In Washington, Biden met U.S. negotiators working alongside Qatar and Egypt to try to secure a truce deal that would free the remaining hostages in Gaza in return for Palestinian prisoners held in Israel.

Asked by reporters if he thought Netanyahu was doing enough to secure a deal for the release of hostages, Biden replied: "No."

'Devastation and outrage' 

Netanyahu said Monday Israel must retain control of the key Philadelphi Corridor on the Gaza-Egypt border—a significant sticking point in negotiations.

"Hamas has to make the concessions," said Netanyahu, whose critics have accused him of prolonging the war to stay in power.

Israelis were gripped by grief and fury after the military said Sunday the bodies of six hostages, all captured alive during Hamas's Oct. 7 attack on southern Israel that triggered the war, were recovered from southern Gaza.

A strike announced by the Histadrut trade union seeking a hostage deal brought parts of Israel to a standstill Monday, although some cities were largely unaffected.

"This is our last chance! Deal now!" protesters chanted as thousands marched Monday through the streets of Tel Aviv.

"Our hearts are burning" and "Enough with this blood government" read signs held by demonstrators as they pushed for a deal to free the remaining 97 hostages, including 33 the military says are dead.

Outside Netanyahu's Jerusalem home, protester Karem Saar said, "It's his responsibility to get his citizens out" of Gaza.

"Hamas are the ones that pulled the trigger, but the fact that they're still there is on Netanyahu," she told AFP.

Of 251 hostages seized on Oct. 7, just eight have been rescued alive by Israeli forces, although scores were released during a one-week truce in November—the only one so far.

Gaza polio campaign 

With Gaza lying in ruins and the majority of the 2.4 million residents forced to flee, often taking refuge in cramped and unsanitary conditions, disease has spread.

After the first confirmed polio case in 25 years, a vaccination drive got underway Sunday with localized "humanitarian pauses" to the fighting.

However, an AFP journalist reported troops blowing up homes in Gaza City and warplanes hitting a house to the east overnight into Tuesday.

The territory's civil defense agency said Israel carried out a deadly strike on a tent sheltering displaced people in southern Khan Yunis, as well as bombarding central Gaza.

Around 160,000 children received a first polio vaccine dose on Sunday and Monday in central Gaza, the territory's health ministry said.

Palestinian mother Basma al-Batsh told AFP on Sunday she was "very happy" the vaccination drive was happening.

▸ **The data**:
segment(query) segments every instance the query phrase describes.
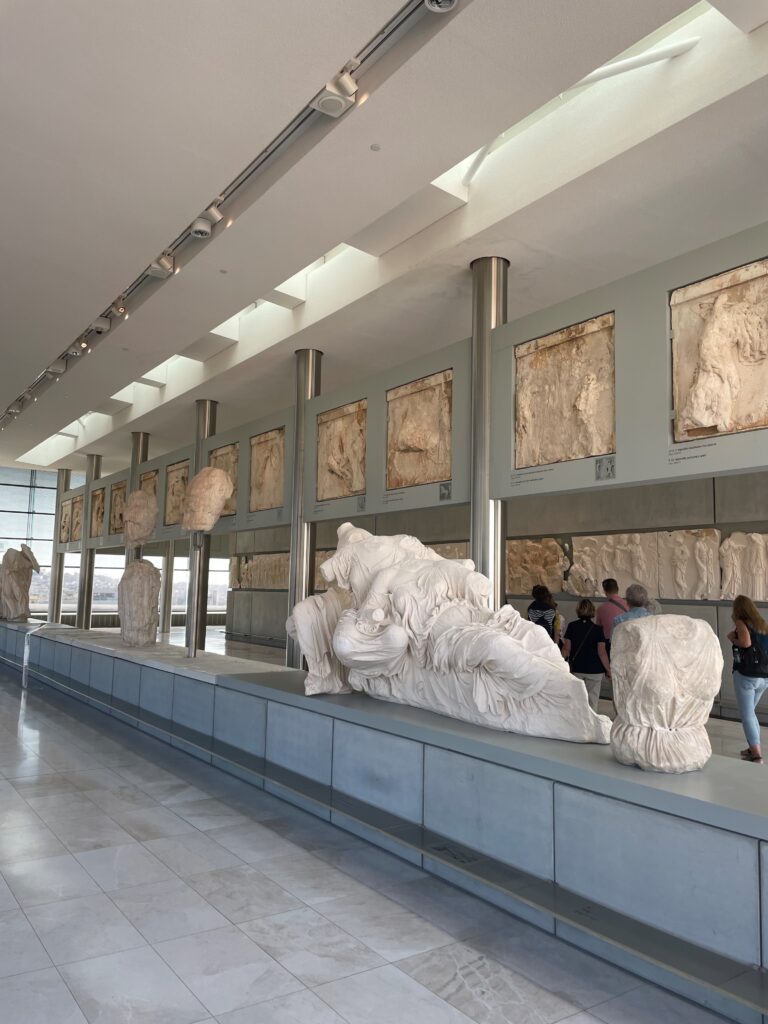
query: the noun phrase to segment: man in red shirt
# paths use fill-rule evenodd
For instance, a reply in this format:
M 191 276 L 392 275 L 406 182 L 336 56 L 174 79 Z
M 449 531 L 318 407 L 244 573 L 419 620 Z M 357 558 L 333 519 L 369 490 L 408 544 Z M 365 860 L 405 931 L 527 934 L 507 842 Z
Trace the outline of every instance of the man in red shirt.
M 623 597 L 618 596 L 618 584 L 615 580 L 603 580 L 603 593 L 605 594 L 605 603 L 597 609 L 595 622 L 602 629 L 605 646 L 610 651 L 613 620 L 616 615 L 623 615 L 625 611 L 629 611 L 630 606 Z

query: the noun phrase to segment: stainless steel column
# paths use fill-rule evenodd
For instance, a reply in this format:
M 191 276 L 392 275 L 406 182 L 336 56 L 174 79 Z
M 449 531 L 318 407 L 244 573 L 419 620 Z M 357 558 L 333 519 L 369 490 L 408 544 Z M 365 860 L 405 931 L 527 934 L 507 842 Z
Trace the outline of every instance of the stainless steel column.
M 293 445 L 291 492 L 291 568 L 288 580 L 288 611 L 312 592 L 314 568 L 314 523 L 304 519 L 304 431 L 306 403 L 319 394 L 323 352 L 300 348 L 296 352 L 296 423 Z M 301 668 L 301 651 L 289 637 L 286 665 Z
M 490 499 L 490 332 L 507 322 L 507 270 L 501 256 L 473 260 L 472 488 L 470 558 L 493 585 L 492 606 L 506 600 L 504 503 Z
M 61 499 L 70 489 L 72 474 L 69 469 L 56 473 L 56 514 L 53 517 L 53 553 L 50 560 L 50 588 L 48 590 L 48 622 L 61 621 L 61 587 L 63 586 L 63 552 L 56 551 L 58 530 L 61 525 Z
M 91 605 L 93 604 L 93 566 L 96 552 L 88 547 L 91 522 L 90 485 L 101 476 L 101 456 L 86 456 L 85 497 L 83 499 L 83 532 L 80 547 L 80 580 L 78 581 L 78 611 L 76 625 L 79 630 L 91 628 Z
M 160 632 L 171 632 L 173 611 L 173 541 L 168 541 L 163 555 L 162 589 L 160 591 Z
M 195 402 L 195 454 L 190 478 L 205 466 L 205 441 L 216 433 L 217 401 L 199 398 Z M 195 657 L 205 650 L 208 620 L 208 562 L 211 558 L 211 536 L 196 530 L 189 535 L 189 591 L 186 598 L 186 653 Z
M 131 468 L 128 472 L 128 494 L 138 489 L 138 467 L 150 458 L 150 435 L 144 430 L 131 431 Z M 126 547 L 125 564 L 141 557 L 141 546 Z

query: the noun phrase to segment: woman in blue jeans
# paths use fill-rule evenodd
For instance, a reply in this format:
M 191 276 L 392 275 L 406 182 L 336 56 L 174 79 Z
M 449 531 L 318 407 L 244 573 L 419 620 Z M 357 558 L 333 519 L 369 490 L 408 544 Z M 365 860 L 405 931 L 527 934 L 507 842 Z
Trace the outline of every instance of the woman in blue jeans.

▸ **Problem 1**:
From the Gaza hostage talks passage, print the text word for word, starting with "After the first" and going on through "bombarding central Gaza.".
▸ **Problem 2**:
In the Gaza hostage talks passage, how many children received a first polio vaccine dose in central Gaza on Sunday and Monday?

▸ **Problem solution 1**:
After the first confirmed polio case in 25 years, a vaccination drive got underway Sunday with localized "humanitarian pauses" to the fighting.

However, an AFP journalist reported troops blowing up homes in Gaza City and warplanes hitting a house to the east overnight into Tuesday.

The territory's civil defense agency said Israel carried out a deadly strike on a tent sheltering displaced people in southern Khan Yunis, as well as bombarding central Gaza.

▸ **Problem solution 2**:
Around 160,000 children.